(Work to complete) Find the lines below holding the word "with" and copy each of them.

(Records provided)
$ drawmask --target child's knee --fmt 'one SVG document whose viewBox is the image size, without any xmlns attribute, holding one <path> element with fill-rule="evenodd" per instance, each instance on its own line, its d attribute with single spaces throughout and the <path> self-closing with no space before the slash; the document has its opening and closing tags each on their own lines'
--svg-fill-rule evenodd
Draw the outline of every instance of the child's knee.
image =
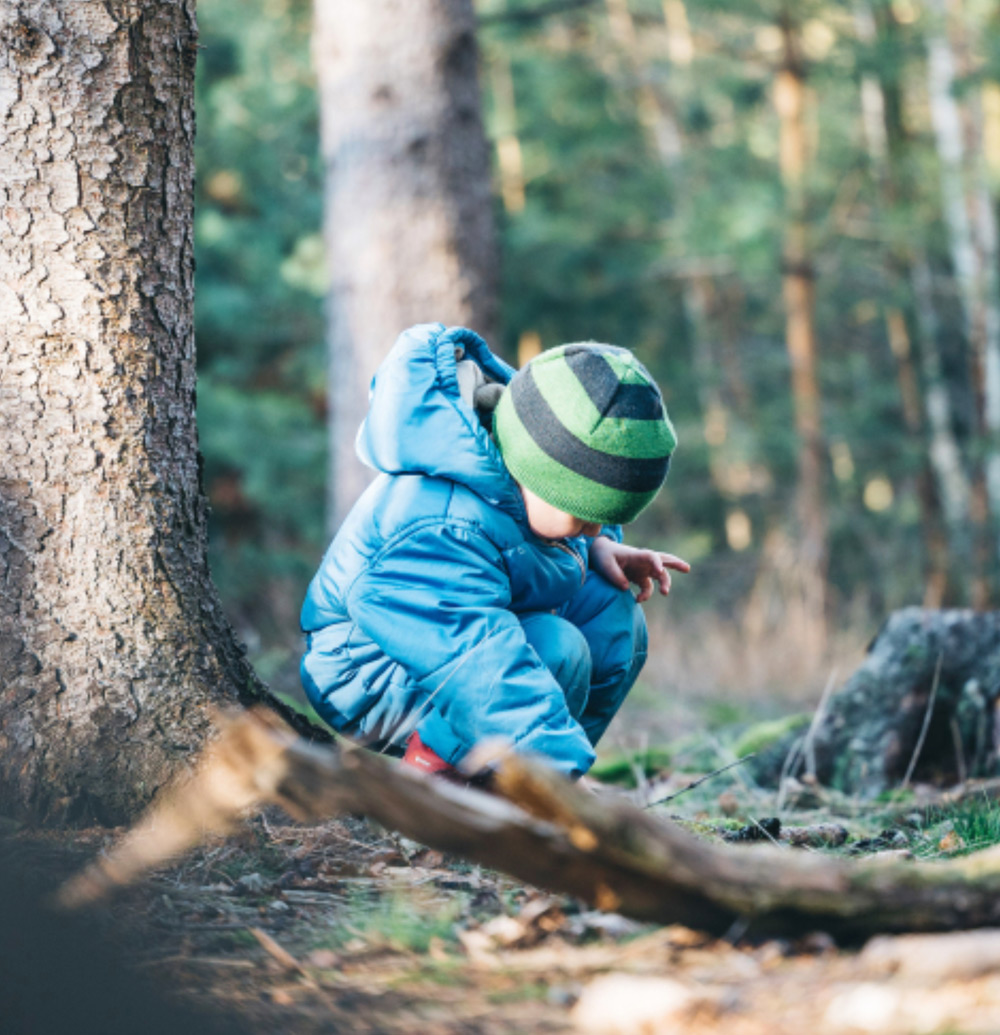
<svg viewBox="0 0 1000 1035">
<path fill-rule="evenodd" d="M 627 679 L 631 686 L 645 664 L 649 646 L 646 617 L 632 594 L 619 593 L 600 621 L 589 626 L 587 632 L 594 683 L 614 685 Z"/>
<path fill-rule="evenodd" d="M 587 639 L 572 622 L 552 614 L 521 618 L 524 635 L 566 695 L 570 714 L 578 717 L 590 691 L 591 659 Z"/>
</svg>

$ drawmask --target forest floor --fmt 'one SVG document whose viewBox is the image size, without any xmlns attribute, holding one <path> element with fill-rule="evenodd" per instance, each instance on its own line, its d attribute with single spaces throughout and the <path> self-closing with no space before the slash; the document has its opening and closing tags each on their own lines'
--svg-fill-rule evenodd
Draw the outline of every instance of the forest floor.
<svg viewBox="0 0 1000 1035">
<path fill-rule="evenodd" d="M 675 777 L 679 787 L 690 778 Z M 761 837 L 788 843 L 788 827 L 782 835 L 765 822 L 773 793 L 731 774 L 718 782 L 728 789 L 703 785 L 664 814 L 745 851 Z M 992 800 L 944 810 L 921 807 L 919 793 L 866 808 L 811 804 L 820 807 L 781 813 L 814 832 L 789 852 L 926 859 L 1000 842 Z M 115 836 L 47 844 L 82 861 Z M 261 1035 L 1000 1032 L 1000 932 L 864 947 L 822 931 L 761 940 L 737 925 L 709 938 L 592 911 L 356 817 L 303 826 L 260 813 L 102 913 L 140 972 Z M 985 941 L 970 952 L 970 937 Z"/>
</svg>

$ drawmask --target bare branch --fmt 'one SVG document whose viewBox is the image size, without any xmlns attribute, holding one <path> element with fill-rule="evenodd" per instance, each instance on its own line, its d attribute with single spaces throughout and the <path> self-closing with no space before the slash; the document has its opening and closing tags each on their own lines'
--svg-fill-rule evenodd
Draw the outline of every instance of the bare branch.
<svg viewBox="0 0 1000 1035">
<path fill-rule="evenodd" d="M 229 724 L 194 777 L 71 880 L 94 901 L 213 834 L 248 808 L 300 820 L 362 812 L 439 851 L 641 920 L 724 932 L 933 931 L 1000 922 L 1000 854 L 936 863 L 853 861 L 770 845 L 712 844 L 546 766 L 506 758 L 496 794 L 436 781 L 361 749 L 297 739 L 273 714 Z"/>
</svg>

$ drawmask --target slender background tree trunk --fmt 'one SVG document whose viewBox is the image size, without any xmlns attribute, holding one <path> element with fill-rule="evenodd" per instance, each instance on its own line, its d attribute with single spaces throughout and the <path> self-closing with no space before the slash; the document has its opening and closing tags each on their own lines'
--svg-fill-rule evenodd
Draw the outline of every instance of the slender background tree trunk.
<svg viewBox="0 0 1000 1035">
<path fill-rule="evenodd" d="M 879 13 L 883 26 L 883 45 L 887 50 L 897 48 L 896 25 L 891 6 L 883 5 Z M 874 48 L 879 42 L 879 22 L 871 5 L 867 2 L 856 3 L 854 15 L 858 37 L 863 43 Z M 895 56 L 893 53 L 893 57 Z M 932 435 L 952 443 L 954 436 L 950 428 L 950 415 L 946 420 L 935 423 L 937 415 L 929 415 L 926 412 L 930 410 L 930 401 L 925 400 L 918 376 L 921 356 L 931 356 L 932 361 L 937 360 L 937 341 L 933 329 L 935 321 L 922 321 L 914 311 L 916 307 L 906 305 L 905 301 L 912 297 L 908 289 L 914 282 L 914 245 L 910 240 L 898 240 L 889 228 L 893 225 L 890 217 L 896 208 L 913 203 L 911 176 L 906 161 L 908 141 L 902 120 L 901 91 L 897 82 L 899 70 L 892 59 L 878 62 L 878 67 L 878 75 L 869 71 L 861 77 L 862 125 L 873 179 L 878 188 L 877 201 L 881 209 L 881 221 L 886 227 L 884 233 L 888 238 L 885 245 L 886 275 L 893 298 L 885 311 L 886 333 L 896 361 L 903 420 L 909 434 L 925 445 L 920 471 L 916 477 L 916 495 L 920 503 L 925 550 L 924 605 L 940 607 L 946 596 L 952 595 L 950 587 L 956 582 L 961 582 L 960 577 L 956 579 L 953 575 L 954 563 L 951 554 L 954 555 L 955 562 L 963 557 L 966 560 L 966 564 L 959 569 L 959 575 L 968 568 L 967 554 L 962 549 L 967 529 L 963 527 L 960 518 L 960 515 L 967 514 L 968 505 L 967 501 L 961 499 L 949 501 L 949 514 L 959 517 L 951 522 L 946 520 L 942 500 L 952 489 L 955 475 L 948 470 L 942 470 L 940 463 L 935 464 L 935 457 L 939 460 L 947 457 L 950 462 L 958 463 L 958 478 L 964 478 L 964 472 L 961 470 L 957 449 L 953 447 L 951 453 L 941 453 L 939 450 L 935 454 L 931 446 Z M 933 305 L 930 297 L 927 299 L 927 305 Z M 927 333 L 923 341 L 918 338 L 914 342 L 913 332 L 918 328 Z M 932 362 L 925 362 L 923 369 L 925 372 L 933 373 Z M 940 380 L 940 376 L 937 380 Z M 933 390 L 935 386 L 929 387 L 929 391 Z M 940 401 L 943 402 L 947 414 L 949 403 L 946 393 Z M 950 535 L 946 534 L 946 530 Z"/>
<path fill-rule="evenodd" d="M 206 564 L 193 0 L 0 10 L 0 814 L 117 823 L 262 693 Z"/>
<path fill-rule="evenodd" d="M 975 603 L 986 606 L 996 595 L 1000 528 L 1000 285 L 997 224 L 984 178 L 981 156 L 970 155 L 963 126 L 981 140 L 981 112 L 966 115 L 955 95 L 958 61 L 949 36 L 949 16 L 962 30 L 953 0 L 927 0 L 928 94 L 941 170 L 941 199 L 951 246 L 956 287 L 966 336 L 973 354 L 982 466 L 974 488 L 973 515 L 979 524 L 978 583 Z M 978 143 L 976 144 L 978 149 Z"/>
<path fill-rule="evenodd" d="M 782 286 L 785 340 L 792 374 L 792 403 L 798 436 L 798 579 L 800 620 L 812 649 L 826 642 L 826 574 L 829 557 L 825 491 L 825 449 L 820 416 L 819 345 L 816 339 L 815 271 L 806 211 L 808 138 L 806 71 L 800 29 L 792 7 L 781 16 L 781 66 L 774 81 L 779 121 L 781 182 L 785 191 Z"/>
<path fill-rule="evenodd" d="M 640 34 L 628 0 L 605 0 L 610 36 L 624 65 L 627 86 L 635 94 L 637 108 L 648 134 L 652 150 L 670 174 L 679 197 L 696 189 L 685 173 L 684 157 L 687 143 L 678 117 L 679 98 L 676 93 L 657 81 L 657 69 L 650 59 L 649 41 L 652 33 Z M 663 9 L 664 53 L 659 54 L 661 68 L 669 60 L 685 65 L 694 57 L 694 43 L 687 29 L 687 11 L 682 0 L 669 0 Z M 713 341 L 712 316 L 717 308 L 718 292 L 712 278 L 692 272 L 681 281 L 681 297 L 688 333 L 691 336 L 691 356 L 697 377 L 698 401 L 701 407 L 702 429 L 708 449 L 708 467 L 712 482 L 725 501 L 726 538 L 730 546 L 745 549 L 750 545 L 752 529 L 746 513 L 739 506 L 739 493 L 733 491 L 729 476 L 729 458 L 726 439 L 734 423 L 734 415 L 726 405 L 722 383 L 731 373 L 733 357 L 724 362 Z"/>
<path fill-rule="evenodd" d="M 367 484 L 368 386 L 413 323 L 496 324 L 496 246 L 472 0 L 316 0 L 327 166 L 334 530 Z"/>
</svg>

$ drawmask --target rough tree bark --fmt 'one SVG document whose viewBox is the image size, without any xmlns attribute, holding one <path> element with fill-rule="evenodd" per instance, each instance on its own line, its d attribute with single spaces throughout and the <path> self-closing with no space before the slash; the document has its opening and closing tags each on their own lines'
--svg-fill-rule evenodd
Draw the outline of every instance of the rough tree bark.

(Final answer)
$ drawmask --target child's knee --fmt 'one SVG document whose viewBox is the image size, without any xmlns attribute, holding one <path> element with fill-rule="evenodd" per instance, each instance on its own line, its d attribute with single spaces throughout and the <path> self-closing with no space before the slash; the document has its opening and closing tags each on their own lines'
$ drawmask --target forest floor --fmt 'one SVG document whose viewBox is the image size, without any xmlns attribute, holding one <path> element with fill-rule="evenodd" per instance, each instance on its own line, its d attribute with single spaces throughout and the <path> self-closing with no space before the slash; the document has its opening and closing tags each on their own lines'
$ drawmask --target bare branch --fmt 'one SVG document whose viewBox is the image size, without any xmlns attribute, holding one <path> element with fill-rule="evenodd" per instance, each instance on its own line, its d attribute with single spaces throughout and the <path> self-closing with no space before the slash; the document has its opening and closing tags each on their own lines'
$ drawmask --target slender background tree trunk --fmt 'one SVG document whose viewBox is the image size, without any xmlns attribute, holding one <path> element with fill-rule="evenodd" per instance, each instance on its own line, its d attribute with single spaces throughout and the <path> self-closing with no space before the slash; the document has its opening and closing tags each on their own lines'
$ drawmask --target rough tree bark --fmt 'one SVG document whose viewBox is the image size, without any xmlns attribute, holding one <path> element with fill-rule="evenodd" per instance, each instance on its own line, its d attribute with single spaces throughout and the <path> self-closing with no space before the slash; the document has its opening and closing tags each on their own lines'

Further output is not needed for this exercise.